* **Problem statement**
Transcribe the whole listing without a single picture.

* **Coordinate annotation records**
___
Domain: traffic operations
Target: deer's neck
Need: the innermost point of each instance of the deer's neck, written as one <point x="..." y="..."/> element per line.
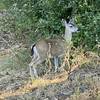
<point x="68" y="35"/>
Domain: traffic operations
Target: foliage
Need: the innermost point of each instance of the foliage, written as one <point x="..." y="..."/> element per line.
<point x="33" y="19"/>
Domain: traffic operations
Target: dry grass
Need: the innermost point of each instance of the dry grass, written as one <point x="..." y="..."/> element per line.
<point x="79" y="58"/>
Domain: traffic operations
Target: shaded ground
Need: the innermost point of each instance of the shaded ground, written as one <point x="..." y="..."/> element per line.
<point x="83" y="83"/>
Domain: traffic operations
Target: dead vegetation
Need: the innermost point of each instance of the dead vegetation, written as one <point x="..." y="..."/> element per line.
<point x="77" y="59"/>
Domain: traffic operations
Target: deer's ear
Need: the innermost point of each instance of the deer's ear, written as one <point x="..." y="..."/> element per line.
<point x="71" y="21"/>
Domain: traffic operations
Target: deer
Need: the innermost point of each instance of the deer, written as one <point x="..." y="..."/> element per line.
<point x="51" y="48"/>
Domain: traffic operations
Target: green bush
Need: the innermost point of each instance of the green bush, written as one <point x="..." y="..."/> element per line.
<point x="33" y="19"/>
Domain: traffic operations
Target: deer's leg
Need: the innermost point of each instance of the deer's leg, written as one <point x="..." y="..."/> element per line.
<point x="56" y="63"/>
<point x="33" y="72"/>
<point x="32" y="66"/>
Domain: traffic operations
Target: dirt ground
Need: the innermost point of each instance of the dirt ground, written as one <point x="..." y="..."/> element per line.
<point x="82" y="84"/>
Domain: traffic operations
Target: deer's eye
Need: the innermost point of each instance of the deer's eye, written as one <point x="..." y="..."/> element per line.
<point x="71" y="26"/>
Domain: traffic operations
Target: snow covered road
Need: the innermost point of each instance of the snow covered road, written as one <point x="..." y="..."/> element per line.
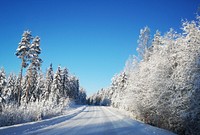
<point x="86" y="120"/>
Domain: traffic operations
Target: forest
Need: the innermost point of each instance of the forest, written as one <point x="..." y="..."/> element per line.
<point x="36" y="96"/>
<point x="160" y="86"/>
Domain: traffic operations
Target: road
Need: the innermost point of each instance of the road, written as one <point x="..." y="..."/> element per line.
<point x="88" y="120"/>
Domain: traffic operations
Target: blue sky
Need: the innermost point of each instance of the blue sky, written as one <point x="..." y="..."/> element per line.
<point x="92" y="38"/>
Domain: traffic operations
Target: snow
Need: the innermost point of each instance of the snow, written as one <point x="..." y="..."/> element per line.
___
* **Reply**
Domain: traffic operations
Target: deer's neck
Need: the innermost point of each instance of the deer's neck, written as one <point x="..." y="..."/> element per line.
<point x="68" y="35"/>
Domain: traffic operations
Target: foliage
Need: the innermost point of each instance of the foliage, written as one <point x="..." y="..."/> element per line.
<point x="33" y="19"/>
Domain: traffic operations
Target: dry grass
Need: the innermost point of each instance of the dry grass, written as one <point x="..." y="..."/> element per line.
<point x="79" y="58"/>
Domain: traffic operations
Target: shaded ground
Need: the innermost point of each instance of the shaded ground, written as one <point x="..." y="..."/> element per line.
<point x="83" y="83"/>
Domain: traffic operations
Target: dead vegetation
Need: the innermost point of each instance of the dead vegetation, written as one <point x="..." y="..."/> element per line.
<point x="77" y="59"/>
Domain: traffic operations
Target: deer's ear
Need: the innermost point of each instance of the deer's ear, written as one <point x="..." y="..."/> element per line.
<point x="71" y="21"/>
Domain: traffic operations
Target: deer
Need: the innermost point of each instance of the deer, written as one <point x="..." y="..."/> element per line.
<point x="51" y="48"/>
Domain: traffic operations
Target: green bush
Need: the innermost point of each instance of the green bush, written as one <point x="..." y="..."/> element per line.
<point x="33" y="19"/>
Domain: traffic operations
Target: deer's leg
Need: the innermost point of each instance of the deer's leg, written as one <point x="..." y="..."/> element per line.
<point x="56" y="63"/>
<point x="33" y="72"/>
<point x="32" y="66"/>
Domain: traffic operations
Target: dirt ground
Need: the innermost point of each instance of the dirt ground, written as one <point x="..." y="..."/> element per line.
<point x="82" y="84"/>
Domain: traffic operations
Target: deer's eye
Need: the innermost point of each instance of the deer's eye, written as one <point x="..." y="..."/> element per line.
<point x="71" y="26"/>
Domain: traffic operations
Target: snow covered road
Need: the innermost point of each instance of the snow covered road, written as one <point x="..." y="..."/> element per line.
<point x="86" y="120"/>
Domain: traffic operations
Target: forest
Need: the innermost point of each instance of the forest, written as one <point x="..." y="..."/> element per line.
<point x="36" y="96"/>
<point x="160" y="86"/>
Domain: traffic operations
Target: road
Need: the innermost point of each instance of the road, written as one <point x="..." y="..."/> element per line.
<point x="88" y="120"/>
Domain: traffic operations
Target: blue sky
Need: the innermost point of each instance of the blue sky, written as one <point x="..." y="..."/> element per line.
<point x="92" y="38"/>
Domain: traffic operations
Target: snow
Need: the innermost point of each instance of the snow, written as one <point x="..." y="..."/> element per line.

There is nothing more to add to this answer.